> _Provided passage_
>>>

As pessimism about the domestic economy has deepened in the last few weeks, the Treasury market has been the best indicator of that mood shift. The annualized yield on the 10-year T-note dived to 3.3% by the end of last week -- down from an eight-month high of 4% just a month earlier.
Traders were amazed by investors’ appetite for the $104 billion of two-, five- and seven-year T-notes the government auctioned the week of June 22, and for the $65 billion of three-, 10- and 30-year Treasuries sold last week. Now it looks those buyers made the right bets -- even though they know Uncle Sam has plenty more to sell this year.
‘All those ‘green shoots’ guys realize they were too optimistic’ about the economy, said Tom Tucci, head of Treasury trading at RBC Capital Markets in New York. ‘The reality of ‘lower for longer’ [on Treasury yields] has caught investors offside.’
Indeed, the big trade of the spring -- sell Treasuries, buy stocks -- has flip-flopped. While the Standard & Poor’s 500 stock index has fallen 7% since June 12, the iShares Barclays 20-plus-year Treasury Bond exchange-traded fund has risen 7% in the same period, to $96.23 a share as of Friday.
The dive in Treasury yields has been so abrupt that some bond market pros have been reluctant to recommend that clients jump in at this point, fearful of whiplash if Wall Street gets a few days’ worth of upbeat economic reports.
But investors who believe there is no economic recovery on the horizon may be quite content with a 3.3% yield on a 10-year T-note -- if no recovery also means that the major threat is deflation, not inflation.

<<<

> _Tasks for this exercise_
[1] Rewrite the stretch of the Treasury market passage from "As pessimism about" through "sell this year.", changing "Uncle Sam" to "the federal government".
[2] Extend the Treasury market passage with new sentences that pick up after its final line.
The listing that comes next is separate material, apart from the passage on the Treasury market.

> _Information provided_
>>>

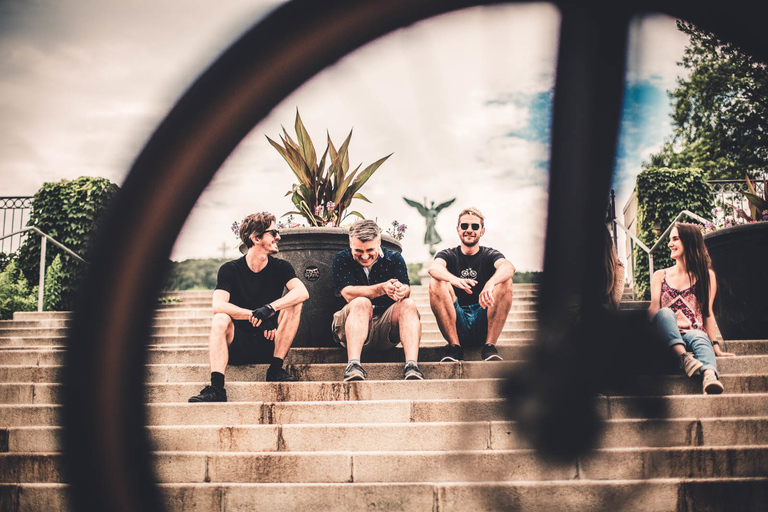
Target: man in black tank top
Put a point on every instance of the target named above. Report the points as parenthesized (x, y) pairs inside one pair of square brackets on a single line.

<<<

> _Outputs_
[1]
As pessimism about the domestic economy has deepened in the last few weeks, the Treasury market has been the best indicator of that mood shift. The annualized yield on the 10-year T-note dived to 3.3% by the end of last week -- down from an eight-month high of 4% just a month earlier.
Traders were amazed by investors’ appetite for the $104 billion of two-, five- and seven-year T-notes the government auctioned the week of June 22, and for the $65 billion of three-, 10- and 30-year Treasuries sold last week. Now it looks those buyers made the right bets -- even though they know the federal government has plenty more to sell this year.

[2]
If the inflation rate is zero, the 3.3% ‘real’ return on a current T-note would be rich by historical standards. And it comes with a principal guarantee, if you can hold to maturity.
In the near term -- the next week or so -- the Treasury market could just be powered by its own momentum. If the stock market worsens, institutional money exiting equities could pour into government bonds, pushing yields even lower. A rally to 3% would just return the 10-year T-note to its level of last winter.
The first leg of the latest bond rally ‘was just a reality check,’ said George Goncalves, fixed-income rate strategist at brokerage Cantor Fitzgerald in New York. If stocks keep sliding that could be the ‘death knell’ for risk-taking, further boosting Treasuries’ appeal, he said.
But then, don’t underestimate the resolve of the Obama administration and the Federal Reserve to do whatever it takes to keep Wall Street believing in a recovery. Treasury Secretary Timothy F. Geithner says there’s no point in talking about a second economic-stimulus program so soon -- but that could change in a heartbeat.